▶ [PROBLEM STATEMENT]:
Extract the records below verbatim, everything from the line containing "racing helmet detected." down to the line containing "[0,191,253,240]", both lines included.

▶ [GIVEN ENTRIES]:
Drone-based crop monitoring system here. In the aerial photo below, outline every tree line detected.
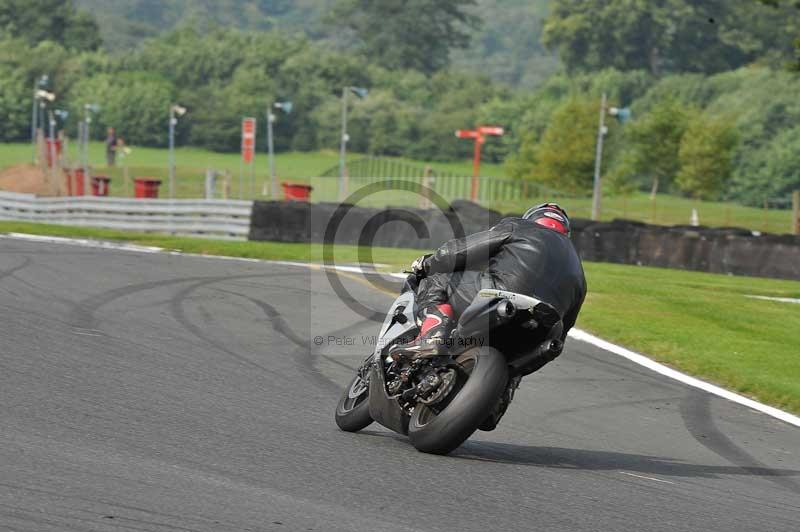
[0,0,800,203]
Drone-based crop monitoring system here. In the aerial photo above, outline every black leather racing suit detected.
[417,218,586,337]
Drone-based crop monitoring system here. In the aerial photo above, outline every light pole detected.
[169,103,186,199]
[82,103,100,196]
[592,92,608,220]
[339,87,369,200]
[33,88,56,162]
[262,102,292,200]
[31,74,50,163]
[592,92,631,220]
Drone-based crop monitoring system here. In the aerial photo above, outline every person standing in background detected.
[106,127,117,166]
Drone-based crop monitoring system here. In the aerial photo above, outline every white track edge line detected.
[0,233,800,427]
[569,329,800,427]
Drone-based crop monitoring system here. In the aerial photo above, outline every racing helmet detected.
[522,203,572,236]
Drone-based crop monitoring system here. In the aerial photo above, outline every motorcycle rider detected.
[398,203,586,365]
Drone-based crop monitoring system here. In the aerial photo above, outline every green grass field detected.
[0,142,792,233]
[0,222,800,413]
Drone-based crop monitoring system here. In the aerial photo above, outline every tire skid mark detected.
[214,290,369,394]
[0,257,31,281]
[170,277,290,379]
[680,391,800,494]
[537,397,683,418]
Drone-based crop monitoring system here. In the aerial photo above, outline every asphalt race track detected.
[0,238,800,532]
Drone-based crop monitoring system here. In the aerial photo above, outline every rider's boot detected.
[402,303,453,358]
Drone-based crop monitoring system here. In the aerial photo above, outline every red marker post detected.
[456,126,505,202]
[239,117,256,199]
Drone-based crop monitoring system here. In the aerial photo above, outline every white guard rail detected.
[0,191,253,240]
--
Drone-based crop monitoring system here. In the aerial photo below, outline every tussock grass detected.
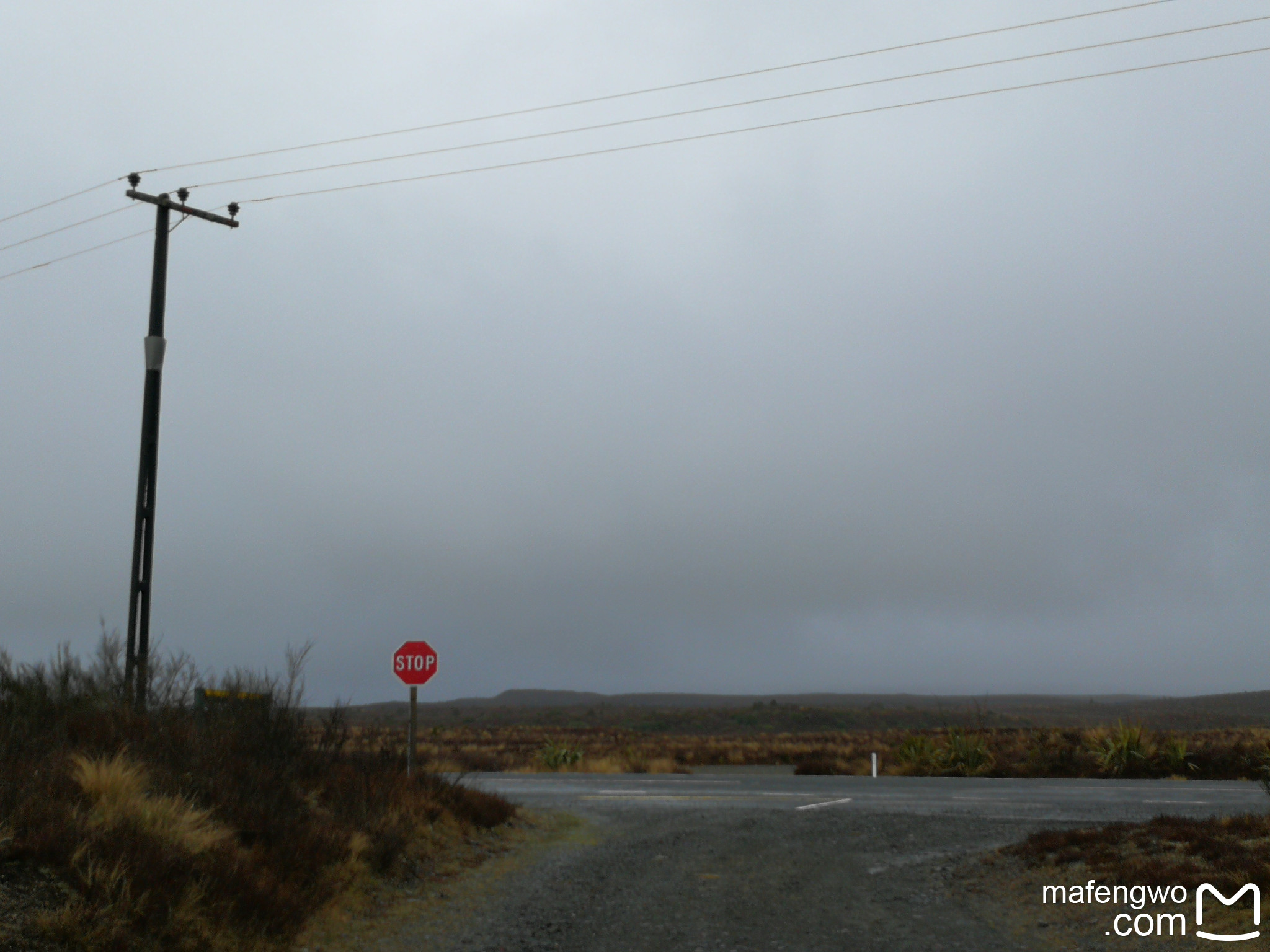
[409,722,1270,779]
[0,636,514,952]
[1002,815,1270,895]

▶ [PROBLEM SOLUTION]:
Drone-based crop monitoring system here. In the aerial photo above, outline every racing helmet detected.
[522,203,572,236]
Drone-based crop monitoring system here. In the aerial photo above, outline every motorcycle rider detected.
[398,203,586,365]
Drone-based crop monitoring system here. In the aerial photo above, outline every green grass field detected.
[0,142,792,233]
[0,222,800,413]
Drone-based crop monitoring system here. In the aerial photo above, outline every tire skid mark detected.
[214,290,369,394]
[0,257,31,281]
[170,277,290,379]
[680,391,800,494]
[537,397,683,418]
Drone-based crop monitoring system here. In the aerial photo above, outline every asphalt race track detected.
[0,238,800,532]
Drone-based crop monitoring system here. In the aerial photo above, outline every rider's boot detected.
[402,303,453,358]
Drone-based crop monitoring system here. In the aerial photo above, outline every red marker post detected.
[456,126,505,202]
[239,117,256,199]
Drone-based crop monitoring system here. In the aerial photo above, outline every white guard rail detected.
[0,191,253,240]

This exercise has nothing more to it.